> **Activity list**:
- 1) Using the preprint page on Docker containers and genomic pipelines, decide whether each statement agrees with it. Answer yes or no for each, quoting the exact words that settle it.
(a) The article is shared under a Creative Commons Attribution License.
(b) The authors conclude that Docker containers greatly slow down common genomic pipelines.
(c) The performance impact of Docker is negligible when the executed jobs are short.
- 2) Using the abstract of the Docker containers preprint, explain in one to three sentences why genomic pipelines raise distribution and reproducibility issues.
- 3) Continue the preprint on Docker containers and genomic pipelines, starting after the last sentence of its abstract.

Text segment START

The impact of Docker containers on the performance of genomic pipelines

Comparative Bioinformatics, Bioinformatics and Genomics Program, Centre for Genomic Regulation (CRG), Barcelona, Spain
Universitat Pompeu Fabra (UPF), Barcelona, Spain
Bioinformatics Research, National Marrow Donor Program, Minneapolis, Minnesota, United States
DOI
10.7287/peerj.preprints.1171v2
Subject Areas
Bioinformatics, Computational Biology, Genomics, Computational Science
Keywords
workflow, pipelines, docker, virtualisation, Bioinformatics
Copyright
© 2015 Di Tommaso et al.
Licence
This is an open access article distributed under the terms of the Creative Commons Attribution License, which permits unrestricted use, distribution, reproduction and adaptation in any medium and for any purpose provided that it is properly attributed. For attribution, the original author(s), title, publication source (PeerJ PrePrints) and either DOI or URL of the article must be cited.
Cite this article
Di Tommaso P, Palumbo E, Chatzou M, Prieto P, Heuer ML, Notredame C. 2015. The impact of Docker containers on the performance of genomic pipelines. PeerJ PrePrints 3:e1171v2

Abstract

Genomic pipelines consist of several pieces of third party software and, because their experimental nature, frequent changes and updates are commonly necessary thus raising serious distribution and reproducibility issues. Docker containers technology offers an ideal solution, as it allows the packaging of pipelines in an isolated and self-contained manner. This makes it easy to distribute and execute pipelines in a portable manner across a wide range of computing platforms. Thus the question that arises is to what extent the use of Docker containers might affect the performance of these pipelines. Here we address this question and conclude that Docker containers have only a minor impact on the performance of common genomic pipelines, which is negligible when the executed jobs are long in terms of computational time.

Text segment END
Information supplied START

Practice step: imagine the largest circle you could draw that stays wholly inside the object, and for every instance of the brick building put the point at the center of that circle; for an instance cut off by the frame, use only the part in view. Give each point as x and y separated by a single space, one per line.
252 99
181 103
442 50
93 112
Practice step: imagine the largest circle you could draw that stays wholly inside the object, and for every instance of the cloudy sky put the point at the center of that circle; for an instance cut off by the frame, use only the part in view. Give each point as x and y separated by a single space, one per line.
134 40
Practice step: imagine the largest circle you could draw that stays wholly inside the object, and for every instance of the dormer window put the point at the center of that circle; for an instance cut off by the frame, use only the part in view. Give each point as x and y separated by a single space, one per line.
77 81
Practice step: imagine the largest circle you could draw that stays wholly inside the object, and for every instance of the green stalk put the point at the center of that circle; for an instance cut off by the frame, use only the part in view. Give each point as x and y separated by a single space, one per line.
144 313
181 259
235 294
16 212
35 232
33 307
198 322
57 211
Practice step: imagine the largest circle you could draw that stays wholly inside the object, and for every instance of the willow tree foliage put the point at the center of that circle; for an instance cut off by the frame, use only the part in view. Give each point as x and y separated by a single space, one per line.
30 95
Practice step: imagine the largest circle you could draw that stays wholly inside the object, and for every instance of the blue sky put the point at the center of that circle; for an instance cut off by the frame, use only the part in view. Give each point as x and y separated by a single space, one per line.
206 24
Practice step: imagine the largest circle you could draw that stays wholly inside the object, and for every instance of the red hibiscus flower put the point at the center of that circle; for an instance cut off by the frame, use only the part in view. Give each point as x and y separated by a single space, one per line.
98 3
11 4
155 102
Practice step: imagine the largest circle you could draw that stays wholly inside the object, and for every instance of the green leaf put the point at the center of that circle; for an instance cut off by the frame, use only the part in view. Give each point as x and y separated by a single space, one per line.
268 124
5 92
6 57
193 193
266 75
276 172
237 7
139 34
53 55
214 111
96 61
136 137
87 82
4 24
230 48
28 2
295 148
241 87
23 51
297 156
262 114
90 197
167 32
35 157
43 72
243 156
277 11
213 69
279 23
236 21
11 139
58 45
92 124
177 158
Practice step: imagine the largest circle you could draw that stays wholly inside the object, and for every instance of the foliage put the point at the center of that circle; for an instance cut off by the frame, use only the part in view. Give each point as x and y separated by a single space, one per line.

Information supplied END

> **Results in order**:
- 1)
(a) Yes: "This is an open access article distributed under the terms of the Creative Commons Attribution License"
(b) No: "Docker containers have only a minor impact on the performance of common genomic pipelines"
(c) No: "which is negligible when the executed jobs are long in terms of computational time"

- 2) Genomic pipelines are built from several pieces of third-party software. Because of their experimental nature, they often need changes and updates. Together, these facts make the pipelines hard to distribute and reproduce.

- 3)
Author Comment

In this work we present the results of a benchmark we ran on genomic pipelines by using Docker containers technology in order to assess the impact of container virtualization on the performance of bioinformatics tools and data analysis workflow. In the second version of this preprint a minor error in table 1 was fixed (the slow down value for the first experiment is 0.999 instead of 1.001). This work will be submitted to PeerJ for review in the near future.